Omit every picture and return the rest of the data unaltered.

**Provided data:**
++++++++++

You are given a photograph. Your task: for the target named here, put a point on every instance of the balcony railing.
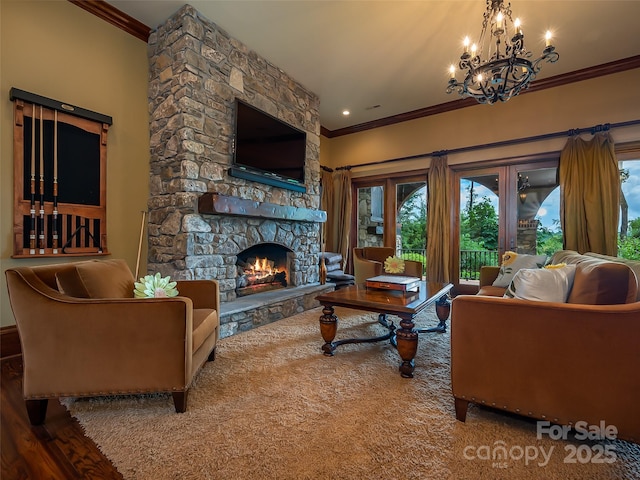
(472, 260)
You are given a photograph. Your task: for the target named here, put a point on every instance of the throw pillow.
(97, 279)
(550, 284)
(512, 262)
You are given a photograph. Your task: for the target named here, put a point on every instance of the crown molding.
(542, 84)
(139, 30)
(111, 14)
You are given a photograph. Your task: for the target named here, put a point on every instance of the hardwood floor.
(57, 450)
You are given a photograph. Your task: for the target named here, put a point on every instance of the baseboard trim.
(9, 342)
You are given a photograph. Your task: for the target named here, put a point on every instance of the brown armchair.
(97, 340)
(369, 262)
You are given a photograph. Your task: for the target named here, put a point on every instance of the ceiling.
(384, 58)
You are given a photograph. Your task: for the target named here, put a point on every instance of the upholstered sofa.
(563, 362)
(83, 333)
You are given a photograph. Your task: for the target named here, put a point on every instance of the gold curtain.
(438, 222)
(326, 204)
(590, 195)
(339, 215)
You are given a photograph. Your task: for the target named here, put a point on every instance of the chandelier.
(499, 66)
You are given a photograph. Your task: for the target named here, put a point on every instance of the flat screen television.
(267, 150)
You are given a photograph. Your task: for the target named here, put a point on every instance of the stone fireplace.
(201, 220)
(263, 268)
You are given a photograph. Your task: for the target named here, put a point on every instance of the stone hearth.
(196, 72)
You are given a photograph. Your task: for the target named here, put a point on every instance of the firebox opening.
(261, 268)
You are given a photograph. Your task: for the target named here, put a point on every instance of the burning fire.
(263, 267)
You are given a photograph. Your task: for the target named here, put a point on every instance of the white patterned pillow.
(512, 262)
(542, 284)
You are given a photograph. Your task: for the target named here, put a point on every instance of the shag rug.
(272, 406)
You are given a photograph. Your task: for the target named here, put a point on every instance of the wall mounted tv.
(267, 150)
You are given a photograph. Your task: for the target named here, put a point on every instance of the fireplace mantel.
(212, 203)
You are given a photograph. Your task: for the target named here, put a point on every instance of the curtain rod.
(504, 143)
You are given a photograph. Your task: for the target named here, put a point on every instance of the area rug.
(272, 406)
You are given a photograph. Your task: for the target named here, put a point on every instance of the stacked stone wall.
(196, 72)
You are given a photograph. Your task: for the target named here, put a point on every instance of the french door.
(391, 212)
(500, 208)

++++++++++

**The result:**
You are given a photograph. Your task: for the target named here, put a point on every instance of the balcony railing.
(472, 260)
You are given a photograph. Your task: for the target named here, put a point on every instance of the throw pillow.
(97, 279)
(550, 284)
(512, 262)
You are given a photograph. Your task: for the target named here, put a point on every instance of the crown molding.
(542, 84)
(139, 30)
(111, 14)
You are given a photograph. Your task: for the target named here, put a point on every instance of the hardwood floor.
(57, 450)
You are given a photograph. Your task: for the target named here, put a point on every instance of the baseboard trim.
(9, 342)
You are given a photograph. Your task: for the target named here, put a point on every instance of the brown armchair.
(97, 340)
(369, 262)
You are given a photograph. Your task: for the target named here, put a point on every instance of the ceiling.
(384, 58)
You are given a photograph. Your task: for the target named here, put a point on every instance of the upholstered sofa.
(563, 362)
(83, 333)
You are given a photograph. Your task: for the target named here, put a point on every instance of the gold curtain.
(438, 222)
(326, 204)
(590, 195)
(339, 215)
You are given a photograph. Your task: for the target named here, put a point on every instance of the chandelier.
(499, 66)
You are given a photograph. Your task: for the target named here, put a point on every instance of the flat screen television.
(267, 150)
You are given a photograph. Your task: for the target named here, put a point on every instance of the stone fireplace.
(201, 220)
(263, 268)
You are given a photograph. Your task: for the target named here, put a point on every instance of the stone hearth.
(196, 72)
You are given a photograph. Your task: for the target named here, put a point on every instance of the firebox opening.
(261, 268)
You are given a photograph. Your task: for the target named here, put a point on every instance of the burning fire.
(263, 267)
You are given a photograph. Your task: for the target named here, put a point on every instance of the white patterned pillow.
(512, 262)
(542, 284)
You are given a photograph. Your task: for the target named here, put a point on every instance of the shag rug.
(272, 406)
You are given a photograph. Your task: for the target named here, put a point on every instance of the wall mounted tv.
(267, 150)
You are given a photograph. Your task: for the target named here, put a point on every instance of the fireplace mantel.
(212, 203)
You are given a photograph. Your task: for the target named here, put a point on every instance of the curtain rod.
(504, 143)
You are given a photograph. Your task: for the target named here, put a point on every instance of the area rug.
(272, 406)
You are given a photograph. Your task: for the target named here, put a point on every instance of the stacked stone wall.
(196, 72)
You are given a photograph. Your task: for the target named here, put a point on every instance of the french door.
(391, 212)
(500, 208)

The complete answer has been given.